In the listing below, locate the line that contains "the fluorescent light panel" and the line that contains "the range control panel". Restate word for word those two lines and every line between them, and nothing else.

━━━━━━━━━━━━━━━━━━━━

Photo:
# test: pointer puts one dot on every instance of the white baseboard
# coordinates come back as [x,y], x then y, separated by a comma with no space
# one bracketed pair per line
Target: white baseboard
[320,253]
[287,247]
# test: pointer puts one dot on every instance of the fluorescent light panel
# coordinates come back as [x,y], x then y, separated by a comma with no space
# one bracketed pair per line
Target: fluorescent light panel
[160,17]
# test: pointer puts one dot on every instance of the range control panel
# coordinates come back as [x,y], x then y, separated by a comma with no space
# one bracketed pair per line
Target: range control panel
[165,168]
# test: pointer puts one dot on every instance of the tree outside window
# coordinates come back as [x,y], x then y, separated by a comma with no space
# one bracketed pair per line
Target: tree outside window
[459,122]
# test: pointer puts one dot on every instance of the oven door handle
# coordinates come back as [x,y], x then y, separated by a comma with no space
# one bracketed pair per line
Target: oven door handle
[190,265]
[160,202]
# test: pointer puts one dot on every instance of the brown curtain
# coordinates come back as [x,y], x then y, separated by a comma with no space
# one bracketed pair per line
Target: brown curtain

━━━━━━━━━━━━━━━━━━━━

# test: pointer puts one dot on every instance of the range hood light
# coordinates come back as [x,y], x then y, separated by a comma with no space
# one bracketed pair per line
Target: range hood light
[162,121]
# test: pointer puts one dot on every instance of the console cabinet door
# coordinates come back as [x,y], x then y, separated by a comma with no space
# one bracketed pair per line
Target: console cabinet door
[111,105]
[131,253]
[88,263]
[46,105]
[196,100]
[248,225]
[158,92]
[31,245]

━━━━━━━━━━━━━━━━━━━━

◆ Task result
# test: pointer puts one dot on every instance of the fluorescent light panel
# coordinates come back as [x,y], x then y, separated by a comma with no space
# one bracketed pair per line
Target: fluorescent light panel
[160,17]
# test: pointer puts one dot on every instance of the range control panel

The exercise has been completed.